=== Input rows ===
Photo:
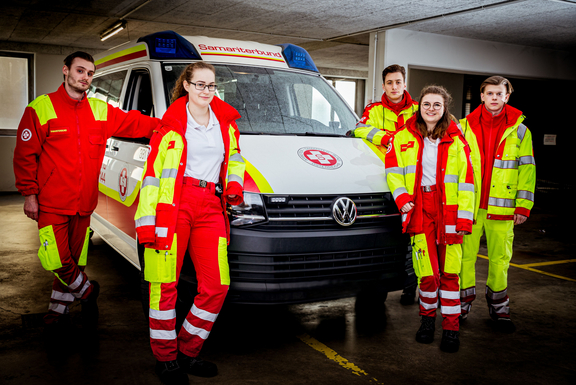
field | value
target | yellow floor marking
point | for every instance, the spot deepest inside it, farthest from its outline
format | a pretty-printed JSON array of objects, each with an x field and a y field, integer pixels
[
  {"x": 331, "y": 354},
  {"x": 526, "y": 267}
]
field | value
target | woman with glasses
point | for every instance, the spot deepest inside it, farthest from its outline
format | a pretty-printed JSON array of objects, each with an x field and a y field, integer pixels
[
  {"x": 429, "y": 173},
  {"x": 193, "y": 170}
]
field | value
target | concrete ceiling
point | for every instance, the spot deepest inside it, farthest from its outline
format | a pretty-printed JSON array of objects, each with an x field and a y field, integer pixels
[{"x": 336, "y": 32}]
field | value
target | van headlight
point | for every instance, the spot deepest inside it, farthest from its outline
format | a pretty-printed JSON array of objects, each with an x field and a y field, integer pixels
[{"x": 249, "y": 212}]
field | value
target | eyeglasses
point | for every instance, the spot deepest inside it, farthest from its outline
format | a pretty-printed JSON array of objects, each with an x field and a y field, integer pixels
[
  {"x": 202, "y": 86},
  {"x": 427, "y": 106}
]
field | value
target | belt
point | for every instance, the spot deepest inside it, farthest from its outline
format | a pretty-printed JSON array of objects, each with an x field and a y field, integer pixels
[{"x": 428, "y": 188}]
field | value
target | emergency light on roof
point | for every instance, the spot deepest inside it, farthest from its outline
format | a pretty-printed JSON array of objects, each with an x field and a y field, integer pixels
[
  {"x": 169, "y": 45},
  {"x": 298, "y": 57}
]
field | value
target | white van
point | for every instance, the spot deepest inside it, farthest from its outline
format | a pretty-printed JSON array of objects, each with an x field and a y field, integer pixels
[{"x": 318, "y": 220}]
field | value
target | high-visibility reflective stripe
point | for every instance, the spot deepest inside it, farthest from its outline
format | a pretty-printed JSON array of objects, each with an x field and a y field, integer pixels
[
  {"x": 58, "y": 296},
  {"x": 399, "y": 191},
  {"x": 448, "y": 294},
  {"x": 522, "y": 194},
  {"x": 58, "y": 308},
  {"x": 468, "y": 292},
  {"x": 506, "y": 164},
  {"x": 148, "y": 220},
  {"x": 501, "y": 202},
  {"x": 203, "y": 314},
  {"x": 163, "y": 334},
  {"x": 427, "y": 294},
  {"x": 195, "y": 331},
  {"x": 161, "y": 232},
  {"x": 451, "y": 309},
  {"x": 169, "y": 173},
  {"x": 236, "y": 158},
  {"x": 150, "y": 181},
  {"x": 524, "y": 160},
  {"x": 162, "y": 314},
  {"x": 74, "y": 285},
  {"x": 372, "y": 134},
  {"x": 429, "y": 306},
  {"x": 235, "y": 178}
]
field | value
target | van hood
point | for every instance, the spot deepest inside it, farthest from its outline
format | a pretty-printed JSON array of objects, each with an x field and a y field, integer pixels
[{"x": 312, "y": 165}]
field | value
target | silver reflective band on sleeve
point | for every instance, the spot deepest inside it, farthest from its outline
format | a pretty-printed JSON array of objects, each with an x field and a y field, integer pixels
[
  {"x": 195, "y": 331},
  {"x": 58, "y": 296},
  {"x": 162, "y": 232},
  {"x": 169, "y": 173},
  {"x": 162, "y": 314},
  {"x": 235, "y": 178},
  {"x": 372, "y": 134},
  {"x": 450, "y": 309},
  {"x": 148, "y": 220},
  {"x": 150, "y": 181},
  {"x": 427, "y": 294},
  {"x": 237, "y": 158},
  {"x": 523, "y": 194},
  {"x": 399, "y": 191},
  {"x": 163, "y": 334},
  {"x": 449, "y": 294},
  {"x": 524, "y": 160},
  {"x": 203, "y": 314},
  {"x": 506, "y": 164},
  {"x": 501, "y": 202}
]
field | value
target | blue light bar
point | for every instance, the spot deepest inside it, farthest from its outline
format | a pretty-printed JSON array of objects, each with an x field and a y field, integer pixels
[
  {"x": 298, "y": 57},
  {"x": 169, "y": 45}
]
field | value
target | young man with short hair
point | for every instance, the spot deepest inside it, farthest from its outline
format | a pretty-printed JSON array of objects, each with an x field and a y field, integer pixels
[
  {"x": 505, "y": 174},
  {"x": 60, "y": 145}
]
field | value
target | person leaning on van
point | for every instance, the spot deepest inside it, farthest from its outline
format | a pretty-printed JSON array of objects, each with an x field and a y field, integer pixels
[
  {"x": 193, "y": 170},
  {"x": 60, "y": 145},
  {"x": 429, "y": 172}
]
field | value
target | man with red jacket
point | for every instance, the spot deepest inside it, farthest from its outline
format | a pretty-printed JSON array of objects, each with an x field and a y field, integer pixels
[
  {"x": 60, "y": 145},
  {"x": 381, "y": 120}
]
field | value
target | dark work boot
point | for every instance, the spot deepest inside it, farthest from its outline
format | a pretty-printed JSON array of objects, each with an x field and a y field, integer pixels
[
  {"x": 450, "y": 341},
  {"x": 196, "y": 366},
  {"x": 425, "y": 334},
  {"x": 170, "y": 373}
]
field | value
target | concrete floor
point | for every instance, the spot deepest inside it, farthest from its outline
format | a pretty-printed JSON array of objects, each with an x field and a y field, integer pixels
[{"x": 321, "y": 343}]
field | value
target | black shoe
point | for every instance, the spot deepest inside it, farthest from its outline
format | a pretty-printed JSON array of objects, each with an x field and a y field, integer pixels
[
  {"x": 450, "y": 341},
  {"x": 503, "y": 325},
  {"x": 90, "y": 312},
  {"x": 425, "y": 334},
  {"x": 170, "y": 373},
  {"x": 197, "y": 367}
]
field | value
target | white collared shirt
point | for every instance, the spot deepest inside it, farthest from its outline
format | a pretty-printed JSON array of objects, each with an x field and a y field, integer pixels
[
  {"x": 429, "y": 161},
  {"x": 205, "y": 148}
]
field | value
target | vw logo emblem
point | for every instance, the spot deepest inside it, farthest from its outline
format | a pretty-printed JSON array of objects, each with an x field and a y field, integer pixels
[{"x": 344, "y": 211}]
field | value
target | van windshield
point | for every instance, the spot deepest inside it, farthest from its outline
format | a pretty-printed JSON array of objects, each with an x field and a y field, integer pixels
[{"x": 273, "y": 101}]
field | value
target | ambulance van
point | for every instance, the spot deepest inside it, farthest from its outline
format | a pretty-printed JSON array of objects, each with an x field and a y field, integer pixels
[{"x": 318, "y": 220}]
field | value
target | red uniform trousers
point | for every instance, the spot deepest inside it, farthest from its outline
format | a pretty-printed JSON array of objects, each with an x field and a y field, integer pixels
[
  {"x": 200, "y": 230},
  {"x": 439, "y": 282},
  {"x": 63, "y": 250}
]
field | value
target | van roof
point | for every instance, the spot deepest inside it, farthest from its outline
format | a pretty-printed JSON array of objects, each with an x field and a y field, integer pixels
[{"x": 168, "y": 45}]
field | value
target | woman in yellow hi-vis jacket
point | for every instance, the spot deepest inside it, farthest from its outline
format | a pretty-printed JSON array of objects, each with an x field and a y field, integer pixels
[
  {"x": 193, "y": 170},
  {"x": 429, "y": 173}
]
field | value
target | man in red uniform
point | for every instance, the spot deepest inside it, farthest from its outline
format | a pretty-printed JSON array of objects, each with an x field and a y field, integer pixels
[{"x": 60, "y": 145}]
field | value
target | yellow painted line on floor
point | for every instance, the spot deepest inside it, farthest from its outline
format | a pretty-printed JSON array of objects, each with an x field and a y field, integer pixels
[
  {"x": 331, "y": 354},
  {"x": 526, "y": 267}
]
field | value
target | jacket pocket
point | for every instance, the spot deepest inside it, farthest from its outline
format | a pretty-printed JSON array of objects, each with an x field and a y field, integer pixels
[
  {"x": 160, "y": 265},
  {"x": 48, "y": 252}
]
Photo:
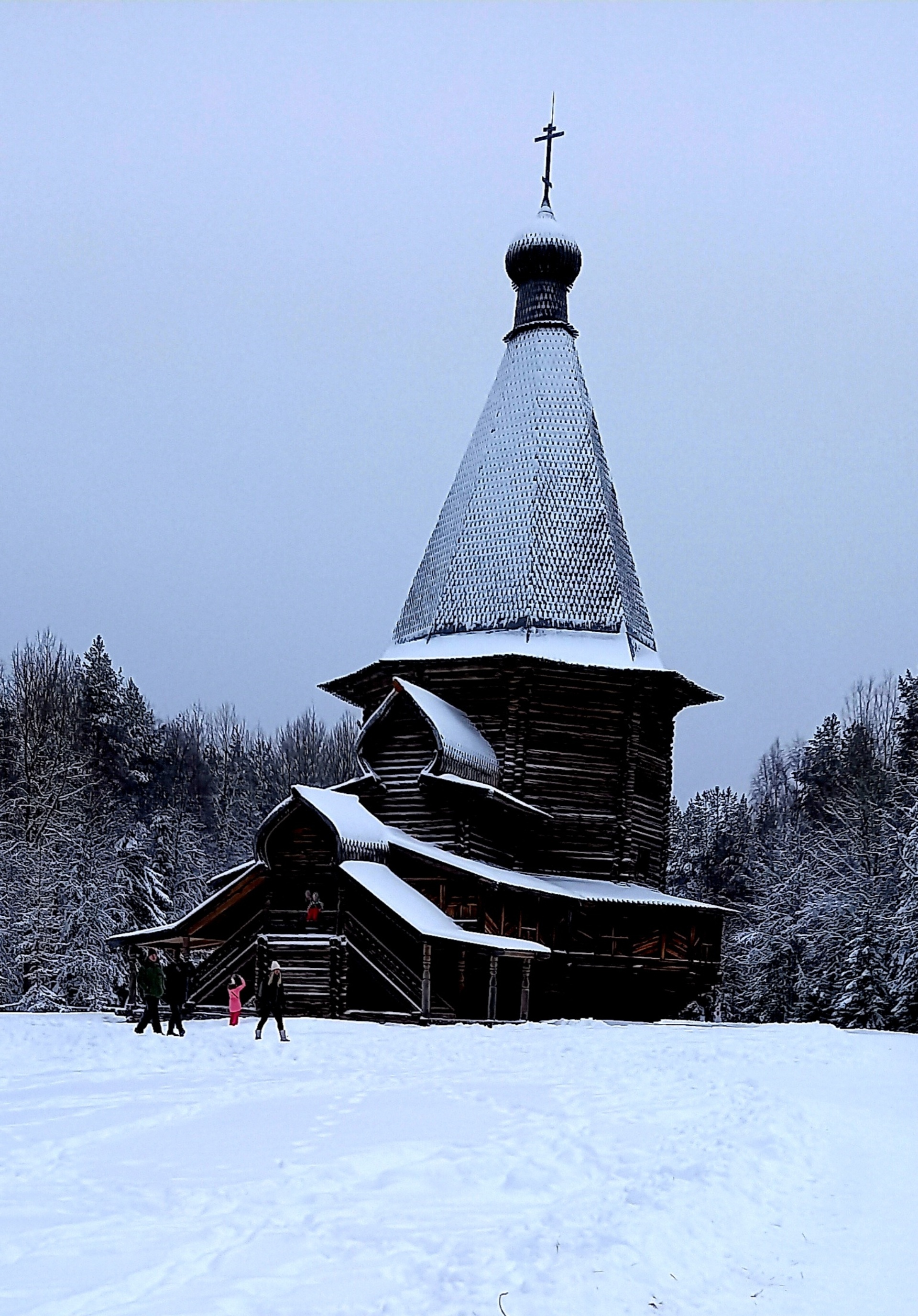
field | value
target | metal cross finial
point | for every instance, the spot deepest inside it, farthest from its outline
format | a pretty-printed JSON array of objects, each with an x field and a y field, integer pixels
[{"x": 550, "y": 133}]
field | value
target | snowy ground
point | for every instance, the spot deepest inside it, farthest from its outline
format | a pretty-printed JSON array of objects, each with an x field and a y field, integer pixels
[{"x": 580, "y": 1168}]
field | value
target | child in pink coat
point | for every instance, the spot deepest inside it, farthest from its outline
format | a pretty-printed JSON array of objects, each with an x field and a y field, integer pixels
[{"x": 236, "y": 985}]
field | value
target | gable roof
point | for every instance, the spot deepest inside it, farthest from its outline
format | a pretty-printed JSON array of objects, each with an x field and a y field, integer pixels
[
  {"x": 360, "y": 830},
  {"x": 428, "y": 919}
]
===
=== Input rows ===
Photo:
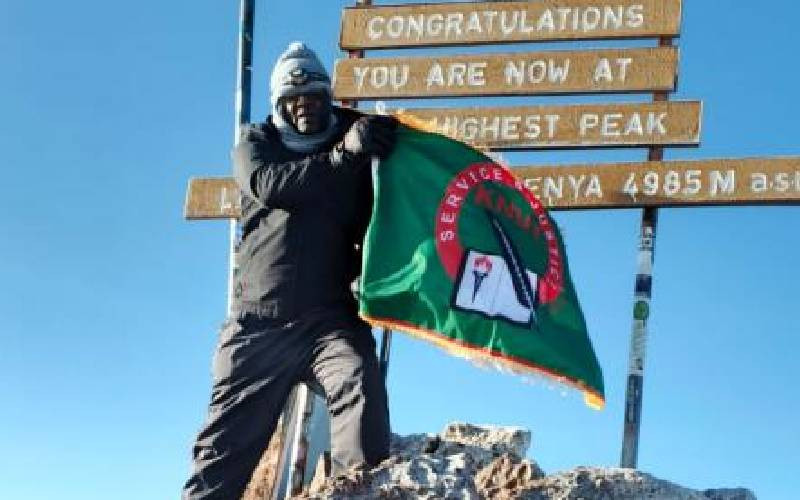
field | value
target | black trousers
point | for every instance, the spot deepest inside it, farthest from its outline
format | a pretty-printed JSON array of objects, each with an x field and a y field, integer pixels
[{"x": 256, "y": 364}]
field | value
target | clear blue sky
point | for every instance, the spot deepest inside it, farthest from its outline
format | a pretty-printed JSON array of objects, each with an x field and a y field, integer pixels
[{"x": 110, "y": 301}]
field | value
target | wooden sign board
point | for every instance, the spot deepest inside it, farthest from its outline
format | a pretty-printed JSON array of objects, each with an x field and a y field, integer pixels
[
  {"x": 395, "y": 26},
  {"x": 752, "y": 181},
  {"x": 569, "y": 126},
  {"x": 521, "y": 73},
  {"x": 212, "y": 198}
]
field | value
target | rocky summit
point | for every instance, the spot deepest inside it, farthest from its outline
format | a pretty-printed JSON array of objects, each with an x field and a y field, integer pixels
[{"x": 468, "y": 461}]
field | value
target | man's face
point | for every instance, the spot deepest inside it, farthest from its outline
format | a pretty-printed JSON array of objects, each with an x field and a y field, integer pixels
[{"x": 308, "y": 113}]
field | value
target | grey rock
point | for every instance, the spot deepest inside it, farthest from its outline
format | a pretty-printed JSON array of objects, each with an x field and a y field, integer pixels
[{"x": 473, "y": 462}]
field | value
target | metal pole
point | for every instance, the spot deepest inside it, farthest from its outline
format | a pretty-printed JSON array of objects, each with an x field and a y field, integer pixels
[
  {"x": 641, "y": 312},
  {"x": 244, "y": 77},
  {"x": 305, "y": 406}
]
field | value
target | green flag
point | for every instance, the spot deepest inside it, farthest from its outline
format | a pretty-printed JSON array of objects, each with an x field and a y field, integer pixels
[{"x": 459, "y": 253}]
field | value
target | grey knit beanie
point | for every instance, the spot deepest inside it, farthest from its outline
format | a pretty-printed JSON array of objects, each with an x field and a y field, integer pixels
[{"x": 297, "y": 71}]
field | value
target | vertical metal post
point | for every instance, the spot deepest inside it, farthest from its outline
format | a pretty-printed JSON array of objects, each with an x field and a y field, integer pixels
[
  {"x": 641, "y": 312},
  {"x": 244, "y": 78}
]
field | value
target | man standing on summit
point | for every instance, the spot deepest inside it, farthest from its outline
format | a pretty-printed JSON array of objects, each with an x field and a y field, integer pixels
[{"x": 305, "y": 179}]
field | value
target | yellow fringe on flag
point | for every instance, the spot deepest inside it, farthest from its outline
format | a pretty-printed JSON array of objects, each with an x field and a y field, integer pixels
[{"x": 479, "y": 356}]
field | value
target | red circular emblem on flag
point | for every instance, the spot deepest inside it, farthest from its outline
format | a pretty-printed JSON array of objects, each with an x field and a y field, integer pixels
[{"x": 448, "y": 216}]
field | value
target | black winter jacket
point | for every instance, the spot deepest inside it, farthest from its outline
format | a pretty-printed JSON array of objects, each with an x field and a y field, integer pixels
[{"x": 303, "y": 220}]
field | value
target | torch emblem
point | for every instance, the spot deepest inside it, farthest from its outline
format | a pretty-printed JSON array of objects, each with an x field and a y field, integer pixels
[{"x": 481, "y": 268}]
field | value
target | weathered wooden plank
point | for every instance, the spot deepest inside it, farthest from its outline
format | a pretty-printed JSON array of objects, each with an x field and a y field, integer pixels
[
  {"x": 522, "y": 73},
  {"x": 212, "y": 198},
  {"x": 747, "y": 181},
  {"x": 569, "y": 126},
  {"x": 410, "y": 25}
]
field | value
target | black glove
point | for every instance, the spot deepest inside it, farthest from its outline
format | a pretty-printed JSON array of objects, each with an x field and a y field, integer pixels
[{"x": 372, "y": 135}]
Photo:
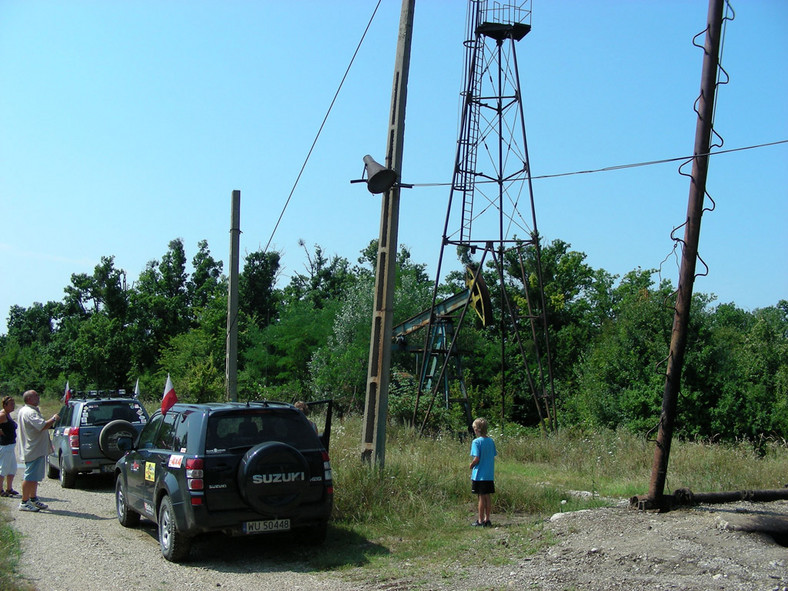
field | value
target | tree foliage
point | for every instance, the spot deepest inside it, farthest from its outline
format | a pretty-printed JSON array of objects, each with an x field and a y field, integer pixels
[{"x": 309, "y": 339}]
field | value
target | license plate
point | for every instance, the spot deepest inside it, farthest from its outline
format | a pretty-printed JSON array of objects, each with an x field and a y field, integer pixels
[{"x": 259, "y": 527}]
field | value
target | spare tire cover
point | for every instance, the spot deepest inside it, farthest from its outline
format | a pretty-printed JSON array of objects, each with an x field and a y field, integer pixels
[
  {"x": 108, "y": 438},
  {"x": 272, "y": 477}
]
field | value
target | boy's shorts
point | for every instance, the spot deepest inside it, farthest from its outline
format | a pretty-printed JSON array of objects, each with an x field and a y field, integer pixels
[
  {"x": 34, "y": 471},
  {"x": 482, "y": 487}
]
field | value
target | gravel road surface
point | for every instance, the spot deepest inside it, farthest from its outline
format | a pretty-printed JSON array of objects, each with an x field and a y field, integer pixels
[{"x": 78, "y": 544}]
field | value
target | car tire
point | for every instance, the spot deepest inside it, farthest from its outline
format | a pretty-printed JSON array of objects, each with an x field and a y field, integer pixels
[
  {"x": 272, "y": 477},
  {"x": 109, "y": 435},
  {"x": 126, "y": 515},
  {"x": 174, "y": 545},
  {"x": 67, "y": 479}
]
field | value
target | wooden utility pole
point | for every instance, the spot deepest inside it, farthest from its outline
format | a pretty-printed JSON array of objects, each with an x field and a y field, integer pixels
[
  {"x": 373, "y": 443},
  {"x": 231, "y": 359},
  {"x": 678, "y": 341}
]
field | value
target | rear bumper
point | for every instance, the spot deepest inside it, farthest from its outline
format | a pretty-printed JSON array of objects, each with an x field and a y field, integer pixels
===
=== Input rows ===
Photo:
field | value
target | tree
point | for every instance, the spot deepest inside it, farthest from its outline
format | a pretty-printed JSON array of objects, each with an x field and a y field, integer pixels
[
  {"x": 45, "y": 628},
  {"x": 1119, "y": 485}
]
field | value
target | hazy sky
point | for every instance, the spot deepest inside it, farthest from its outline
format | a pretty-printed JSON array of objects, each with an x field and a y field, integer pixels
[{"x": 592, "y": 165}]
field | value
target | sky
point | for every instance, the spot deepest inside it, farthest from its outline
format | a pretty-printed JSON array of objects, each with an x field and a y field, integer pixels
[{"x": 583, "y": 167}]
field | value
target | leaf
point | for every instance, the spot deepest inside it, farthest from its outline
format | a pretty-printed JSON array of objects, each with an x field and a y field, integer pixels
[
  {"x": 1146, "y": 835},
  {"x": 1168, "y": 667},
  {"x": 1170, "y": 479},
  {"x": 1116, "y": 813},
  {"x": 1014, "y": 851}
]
===
Please pull out every line of the material above that contains the word "black". Case counts.

#### The response:
target | black shoe
target | black trousers
target | black winter jacket
target | black glove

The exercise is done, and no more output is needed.